[REQUEST]:
Show every line of the data below that contains the word "windmill". Case counts.

Bounding box annotation data:
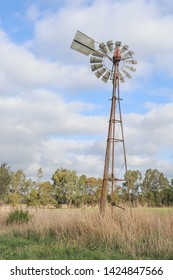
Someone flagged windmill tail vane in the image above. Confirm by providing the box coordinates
[71,31,137,214]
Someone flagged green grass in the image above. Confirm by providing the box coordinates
[0,208,173,260]
[0,234,131,260]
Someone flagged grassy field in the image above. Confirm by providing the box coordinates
[0,207,173,260]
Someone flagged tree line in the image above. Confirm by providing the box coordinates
[0,163,173,207]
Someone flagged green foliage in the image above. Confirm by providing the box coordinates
[6,209,30,225]
[0,163,11,200]
[8,193,20,206]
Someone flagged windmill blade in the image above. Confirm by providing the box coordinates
[91,63,103,71]
[122,69,132,79]
[90,56,102,63]
[102,71,111,83]
[71,30,95,55]
[99,43,108,53]
[126,60,137,64]
[123,52,132,59]
[107,40,113,52]
[128,51,134,55]
[120,45,129,54]
[125,65,136,72]
[92,51,104,57]
[118,72,125,83]
[94,68,106,78]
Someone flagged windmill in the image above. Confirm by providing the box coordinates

[TASK ANSWER]:
Someone flagged windmill tail vane in the image above. Confirm by providing the box coordinates
Someone flagged windmill blade in the image above. Confirm by providing the box coordinates
Someone flagged windmill in the image above. Confirm by providing the box coordinates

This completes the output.